### RECORD EXTRACTS
<<<<

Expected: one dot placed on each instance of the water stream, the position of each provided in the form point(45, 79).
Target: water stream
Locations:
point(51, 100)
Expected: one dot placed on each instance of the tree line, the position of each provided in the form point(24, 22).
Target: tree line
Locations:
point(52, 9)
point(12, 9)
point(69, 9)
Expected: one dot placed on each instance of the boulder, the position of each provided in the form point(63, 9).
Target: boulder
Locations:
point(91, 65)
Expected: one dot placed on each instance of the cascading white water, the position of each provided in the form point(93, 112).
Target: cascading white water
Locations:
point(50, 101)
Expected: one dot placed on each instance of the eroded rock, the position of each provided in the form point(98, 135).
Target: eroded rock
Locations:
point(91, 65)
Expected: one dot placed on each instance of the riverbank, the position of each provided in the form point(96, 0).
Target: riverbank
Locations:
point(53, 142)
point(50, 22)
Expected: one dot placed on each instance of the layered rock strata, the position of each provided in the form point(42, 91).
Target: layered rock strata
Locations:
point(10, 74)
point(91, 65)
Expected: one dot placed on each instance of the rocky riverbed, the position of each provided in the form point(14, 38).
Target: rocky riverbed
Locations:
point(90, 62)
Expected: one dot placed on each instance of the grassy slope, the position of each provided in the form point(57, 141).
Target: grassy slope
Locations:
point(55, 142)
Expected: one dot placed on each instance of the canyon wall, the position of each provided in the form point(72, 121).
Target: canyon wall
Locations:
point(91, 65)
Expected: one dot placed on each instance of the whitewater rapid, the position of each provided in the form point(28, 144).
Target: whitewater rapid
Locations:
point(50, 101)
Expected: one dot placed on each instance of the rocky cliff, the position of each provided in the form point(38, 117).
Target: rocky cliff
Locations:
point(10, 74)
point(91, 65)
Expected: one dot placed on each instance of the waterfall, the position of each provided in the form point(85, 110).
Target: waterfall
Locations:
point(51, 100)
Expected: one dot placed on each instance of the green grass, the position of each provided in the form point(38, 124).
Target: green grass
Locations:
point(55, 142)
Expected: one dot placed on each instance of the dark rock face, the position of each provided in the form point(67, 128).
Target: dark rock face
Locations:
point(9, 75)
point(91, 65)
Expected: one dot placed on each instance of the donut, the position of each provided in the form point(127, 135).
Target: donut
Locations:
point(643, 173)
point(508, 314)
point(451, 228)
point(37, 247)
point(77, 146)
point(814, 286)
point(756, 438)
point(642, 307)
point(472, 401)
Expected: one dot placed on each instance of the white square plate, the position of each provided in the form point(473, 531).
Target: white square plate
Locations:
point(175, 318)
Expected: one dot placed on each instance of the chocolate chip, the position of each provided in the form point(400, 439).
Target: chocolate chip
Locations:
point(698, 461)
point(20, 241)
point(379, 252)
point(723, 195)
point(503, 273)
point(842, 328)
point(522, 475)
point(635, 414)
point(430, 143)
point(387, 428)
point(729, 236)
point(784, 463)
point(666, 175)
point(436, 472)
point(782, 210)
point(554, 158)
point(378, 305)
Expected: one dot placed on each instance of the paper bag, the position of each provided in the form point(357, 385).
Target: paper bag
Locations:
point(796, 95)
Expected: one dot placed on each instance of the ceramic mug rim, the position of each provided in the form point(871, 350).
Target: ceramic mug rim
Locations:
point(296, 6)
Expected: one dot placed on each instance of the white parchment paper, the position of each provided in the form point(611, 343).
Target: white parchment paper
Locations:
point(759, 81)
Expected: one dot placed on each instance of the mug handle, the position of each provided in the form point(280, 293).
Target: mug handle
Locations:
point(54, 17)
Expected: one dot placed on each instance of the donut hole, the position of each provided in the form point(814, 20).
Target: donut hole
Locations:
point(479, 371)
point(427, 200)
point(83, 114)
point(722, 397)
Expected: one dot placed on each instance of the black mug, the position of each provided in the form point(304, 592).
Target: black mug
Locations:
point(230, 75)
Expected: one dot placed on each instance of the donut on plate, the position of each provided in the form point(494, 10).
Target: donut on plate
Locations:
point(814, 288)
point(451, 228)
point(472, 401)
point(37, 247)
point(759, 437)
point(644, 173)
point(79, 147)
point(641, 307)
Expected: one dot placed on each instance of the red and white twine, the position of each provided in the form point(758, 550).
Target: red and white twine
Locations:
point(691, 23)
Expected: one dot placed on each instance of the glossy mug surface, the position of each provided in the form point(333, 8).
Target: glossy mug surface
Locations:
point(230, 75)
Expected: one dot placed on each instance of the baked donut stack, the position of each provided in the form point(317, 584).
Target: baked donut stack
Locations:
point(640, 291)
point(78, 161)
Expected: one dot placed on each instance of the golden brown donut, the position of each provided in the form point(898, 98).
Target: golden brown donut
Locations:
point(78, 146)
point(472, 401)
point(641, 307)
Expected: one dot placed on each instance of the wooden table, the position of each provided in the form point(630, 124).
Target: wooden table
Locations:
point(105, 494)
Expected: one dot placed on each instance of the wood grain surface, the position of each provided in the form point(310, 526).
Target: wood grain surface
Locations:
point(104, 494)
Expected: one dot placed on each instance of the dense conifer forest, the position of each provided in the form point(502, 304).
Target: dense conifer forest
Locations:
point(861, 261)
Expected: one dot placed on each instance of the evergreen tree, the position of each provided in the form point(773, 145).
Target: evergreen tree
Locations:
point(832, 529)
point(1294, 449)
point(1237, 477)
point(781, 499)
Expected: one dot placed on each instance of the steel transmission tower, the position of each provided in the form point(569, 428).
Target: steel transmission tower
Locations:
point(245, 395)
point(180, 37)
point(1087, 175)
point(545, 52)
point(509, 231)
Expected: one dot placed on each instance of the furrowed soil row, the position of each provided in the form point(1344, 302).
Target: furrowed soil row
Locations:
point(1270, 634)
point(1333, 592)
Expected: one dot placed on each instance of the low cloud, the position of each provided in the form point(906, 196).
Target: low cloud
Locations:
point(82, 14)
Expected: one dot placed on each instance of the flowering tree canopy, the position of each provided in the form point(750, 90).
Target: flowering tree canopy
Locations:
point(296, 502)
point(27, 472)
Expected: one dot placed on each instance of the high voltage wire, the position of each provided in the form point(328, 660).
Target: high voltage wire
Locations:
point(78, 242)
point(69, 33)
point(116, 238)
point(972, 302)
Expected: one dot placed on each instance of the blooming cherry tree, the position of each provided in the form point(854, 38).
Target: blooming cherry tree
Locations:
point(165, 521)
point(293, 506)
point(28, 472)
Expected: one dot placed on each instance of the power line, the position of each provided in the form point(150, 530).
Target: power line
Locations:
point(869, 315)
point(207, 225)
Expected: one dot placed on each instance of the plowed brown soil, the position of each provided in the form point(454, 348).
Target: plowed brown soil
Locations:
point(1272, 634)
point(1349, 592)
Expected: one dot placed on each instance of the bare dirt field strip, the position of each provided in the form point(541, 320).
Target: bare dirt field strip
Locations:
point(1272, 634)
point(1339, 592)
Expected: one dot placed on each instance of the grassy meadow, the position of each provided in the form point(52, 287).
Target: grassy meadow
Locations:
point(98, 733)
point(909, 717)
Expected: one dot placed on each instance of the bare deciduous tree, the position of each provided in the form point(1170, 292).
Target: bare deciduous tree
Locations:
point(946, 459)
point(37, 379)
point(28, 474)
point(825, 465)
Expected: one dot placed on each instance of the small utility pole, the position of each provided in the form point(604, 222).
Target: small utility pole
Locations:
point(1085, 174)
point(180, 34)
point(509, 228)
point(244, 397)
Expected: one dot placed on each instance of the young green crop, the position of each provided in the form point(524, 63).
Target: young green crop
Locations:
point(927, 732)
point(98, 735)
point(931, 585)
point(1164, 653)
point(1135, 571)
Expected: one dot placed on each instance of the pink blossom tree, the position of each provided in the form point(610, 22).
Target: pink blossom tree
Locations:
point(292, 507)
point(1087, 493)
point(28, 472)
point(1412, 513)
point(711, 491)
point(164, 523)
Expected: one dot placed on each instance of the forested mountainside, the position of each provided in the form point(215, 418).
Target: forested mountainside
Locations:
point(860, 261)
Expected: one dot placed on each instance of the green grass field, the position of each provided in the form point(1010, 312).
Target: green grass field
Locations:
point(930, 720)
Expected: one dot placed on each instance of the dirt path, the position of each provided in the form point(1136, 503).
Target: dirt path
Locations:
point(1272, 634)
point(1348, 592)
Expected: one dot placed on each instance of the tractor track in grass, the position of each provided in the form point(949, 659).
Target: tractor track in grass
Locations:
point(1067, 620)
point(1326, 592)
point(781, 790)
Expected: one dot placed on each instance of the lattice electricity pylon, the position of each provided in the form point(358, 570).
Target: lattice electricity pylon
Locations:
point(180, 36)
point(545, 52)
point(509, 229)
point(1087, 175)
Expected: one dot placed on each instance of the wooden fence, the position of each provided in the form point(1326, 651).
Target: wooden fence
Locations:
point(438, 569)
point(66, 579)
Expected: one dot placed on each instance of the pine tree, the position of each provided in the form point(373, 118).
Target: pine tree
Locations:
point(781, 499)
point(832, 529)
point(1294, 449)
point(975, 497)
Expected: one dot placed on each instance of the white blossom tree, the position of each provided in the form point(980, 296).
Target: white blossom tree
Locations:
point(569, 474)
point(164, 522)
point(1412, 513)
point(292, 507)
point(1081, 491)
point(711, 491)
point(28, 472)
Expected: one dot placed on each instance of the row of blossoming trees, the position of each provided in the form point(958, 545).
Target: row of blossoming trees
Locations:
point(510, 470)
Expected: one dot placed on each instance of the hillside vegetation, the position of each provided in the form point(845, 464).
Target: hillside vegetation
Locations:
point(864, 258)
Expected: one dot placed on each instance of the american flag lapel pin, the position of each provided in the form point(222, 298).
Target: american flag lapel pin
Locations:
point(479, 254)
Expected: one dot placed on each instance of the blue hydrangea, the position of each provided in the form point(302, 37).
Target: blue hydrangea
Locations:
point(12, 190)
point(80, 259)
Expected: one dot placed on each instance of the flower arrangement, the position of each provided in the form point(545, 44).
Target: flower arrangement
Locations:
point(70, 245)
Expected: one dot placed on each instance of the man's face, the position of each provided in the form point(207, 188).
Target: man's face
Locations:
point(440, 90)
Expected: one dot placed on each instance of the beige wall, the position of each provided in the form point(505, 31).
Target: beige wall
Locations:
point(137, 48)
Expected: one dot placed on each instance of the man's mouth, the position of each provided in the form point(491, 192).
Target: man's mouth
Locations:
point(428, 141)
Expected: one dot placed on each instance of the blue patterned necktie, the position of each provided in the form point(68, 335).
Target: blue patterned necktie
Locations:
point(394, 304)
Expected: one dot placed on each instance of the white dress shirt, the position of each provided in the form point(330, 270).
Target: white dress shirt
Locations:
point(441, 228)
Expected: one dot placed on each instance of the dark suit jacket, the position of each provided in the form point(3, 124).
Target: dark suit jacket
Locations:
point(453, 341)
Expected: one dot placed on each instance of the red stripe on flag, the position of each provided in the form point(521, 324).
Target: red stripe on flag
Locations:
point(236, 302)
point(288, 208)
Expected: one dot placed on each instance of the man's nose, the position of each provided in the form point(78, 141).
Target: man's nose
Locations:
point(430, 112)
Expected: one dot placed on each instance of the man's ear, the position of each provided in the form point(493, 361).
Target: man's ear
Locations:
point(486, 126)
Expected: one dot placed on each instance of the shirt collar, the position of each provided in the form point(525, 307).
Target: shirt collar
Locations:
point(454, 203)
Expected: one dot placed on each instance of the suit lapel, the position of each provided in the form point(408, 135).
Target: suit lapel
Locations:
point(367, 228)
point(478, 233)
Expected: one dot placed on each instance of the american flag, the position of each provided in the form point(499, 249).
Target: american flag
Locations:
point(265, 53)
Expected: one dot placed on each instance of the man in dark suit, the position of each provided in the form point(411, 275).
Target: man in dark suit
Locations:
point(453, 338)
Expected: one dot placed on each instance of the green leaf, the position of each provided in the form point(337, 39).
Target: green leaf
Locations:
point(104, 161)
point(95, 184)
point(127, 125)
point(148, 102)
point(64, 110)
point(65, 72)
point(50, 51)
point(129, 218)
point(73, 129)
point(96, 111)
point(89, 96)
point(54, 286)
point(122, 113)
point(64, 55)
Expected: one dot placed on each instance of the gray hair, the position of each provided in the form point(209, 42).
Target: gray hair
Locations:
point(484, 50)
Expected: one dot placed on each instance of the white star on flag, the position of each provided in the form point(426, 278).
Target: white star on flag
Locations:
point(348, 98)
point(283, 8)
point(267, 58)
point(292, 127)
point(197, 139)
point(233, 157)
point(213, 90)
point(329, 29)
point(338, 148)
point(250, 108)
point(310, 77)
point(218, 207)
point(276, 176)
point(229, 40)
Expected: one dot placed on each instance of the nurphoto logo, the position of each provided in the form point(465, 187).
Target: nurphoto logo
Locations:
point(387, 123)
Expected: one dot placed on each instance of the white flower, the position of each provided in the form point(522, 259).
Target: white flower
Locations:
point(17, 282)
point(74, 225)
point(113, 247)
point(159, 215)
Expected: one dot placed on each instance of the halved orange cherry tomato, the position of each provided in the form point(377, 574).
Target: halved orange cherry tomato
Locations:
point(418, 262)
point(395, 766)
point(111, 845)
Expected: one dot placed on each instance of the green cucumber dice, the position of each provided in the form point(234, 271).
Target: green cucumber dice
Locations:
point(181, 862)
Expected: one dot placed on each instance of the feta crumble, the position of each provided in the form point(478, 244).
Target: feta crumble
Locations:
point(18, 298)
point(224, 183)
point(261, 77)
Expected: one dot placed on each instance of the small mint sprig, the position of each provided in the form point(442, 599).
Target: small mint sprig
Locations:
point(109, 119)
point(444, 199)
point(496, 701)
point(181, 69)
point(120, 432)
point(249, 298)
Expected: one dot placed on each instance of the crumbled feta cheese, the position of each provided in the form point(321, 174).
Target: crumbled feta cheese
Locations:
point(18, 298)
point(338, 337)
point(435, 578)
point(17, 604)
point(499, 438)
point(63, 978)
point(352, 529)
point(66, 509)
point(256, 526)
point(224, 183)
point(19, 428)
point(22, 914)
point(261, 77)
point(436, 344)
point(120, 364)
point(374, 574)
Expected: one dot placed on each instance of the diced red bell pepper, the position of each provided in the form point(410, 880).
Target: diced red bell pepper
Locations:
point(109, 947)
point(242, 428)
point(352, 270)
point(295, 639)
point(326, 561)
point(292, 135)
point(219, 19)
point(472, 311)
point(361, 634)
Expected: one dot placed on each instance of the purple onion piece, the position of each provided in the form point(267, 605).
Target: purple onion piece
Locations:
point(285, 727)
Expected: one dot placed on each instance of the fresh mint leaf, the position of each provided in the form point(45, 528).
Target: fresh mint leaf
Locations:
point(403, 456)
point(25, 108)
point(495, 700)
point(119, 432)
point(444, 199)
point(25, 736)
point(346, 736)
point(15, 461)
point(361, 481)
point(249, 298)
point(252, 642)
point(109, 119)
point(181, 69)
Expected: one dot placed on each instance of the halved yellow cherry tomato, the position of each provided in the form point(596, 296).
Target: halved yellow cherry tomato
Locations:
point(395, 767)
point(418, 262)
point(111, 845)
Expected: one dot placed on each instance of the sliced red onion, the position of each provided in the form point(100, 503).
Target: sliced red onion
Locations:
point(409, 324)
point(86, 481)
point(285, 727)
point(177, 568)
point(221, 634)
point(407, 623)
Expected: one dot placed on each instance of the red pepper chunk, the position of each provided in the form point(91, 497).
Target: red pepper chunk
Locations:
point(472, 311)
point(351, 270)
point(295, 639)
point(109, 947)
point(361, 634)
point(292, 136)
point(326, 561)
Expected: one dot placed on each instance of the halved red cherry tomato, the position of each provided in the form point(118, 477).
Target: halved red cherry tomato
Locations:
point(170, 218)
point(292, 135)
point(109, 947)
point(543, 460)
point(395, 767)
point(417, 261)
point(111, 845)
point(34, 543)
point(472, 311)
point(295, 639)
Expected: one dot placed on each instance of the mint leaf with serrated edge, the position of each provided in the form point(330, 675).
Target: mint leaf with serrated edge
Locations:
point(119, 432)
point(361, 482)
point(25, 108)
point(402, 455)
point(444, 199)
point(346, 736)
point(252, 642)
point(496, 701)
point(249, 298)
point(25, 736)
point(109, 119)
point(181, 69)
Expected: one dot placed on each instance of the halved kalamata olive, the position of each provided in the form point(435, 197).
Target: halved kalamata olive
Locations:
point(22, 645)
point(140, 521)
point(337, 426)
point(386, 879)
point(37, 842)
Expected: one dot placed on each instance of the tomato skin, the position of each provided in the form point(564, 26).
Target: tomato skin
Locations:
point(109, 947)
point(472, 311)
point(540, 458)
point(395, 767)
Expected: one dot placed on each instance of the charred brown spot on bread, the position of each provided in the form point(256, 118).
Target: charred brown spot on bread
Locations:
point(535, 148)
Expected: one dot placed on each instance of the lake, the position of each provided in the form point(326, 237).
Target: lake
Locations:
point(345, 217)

>>>>

Reproduce the listing word for word, from the line containing "Expected: one dot placed on each instance of the dark suit" up to and including the line containing "point(265, 53)".

### EXERCISE OUTPUT
Expected: one dot placed on each instance of the dark suit jacket, the position of each provided in the form point(3, 124).
Target: dark suit jacket
Locations:
point(453, 341)
Expected: one dot placed on each instance of the red stripe on flag, the position of each provided in the form point(521, 324).
Target: red stripe on flag
Locations:
point(236, 302)
point(288, 208)
Expected: one dot placed on each instance of the man's nose, the position of each provided in the form point(78, 141).
Target: man's nose
Locations:
point(430, 112)
Expected: one dot placed on each instance of the man's ear, the position of each provided in the form point(493, 361).
Target: man's ear
Locations:
point(486, 126)
Expected: one dot placed on each instance of the shirt collar, the position of each provided in the form point(525, 307).
Target: shirt collar
Locations:
point(454, 203)
Expected: one dot placed on each instance of the suit lapel, the position of each provided in the form point(408, 135).
Target: suit lapel
Locations:
point(367, 228)
point(478, 233)
Expected: one dot placed on each instance of the american flag, the position of each provided in the form point(499, 249).
Target: american flag
Locations:
point(265, 53)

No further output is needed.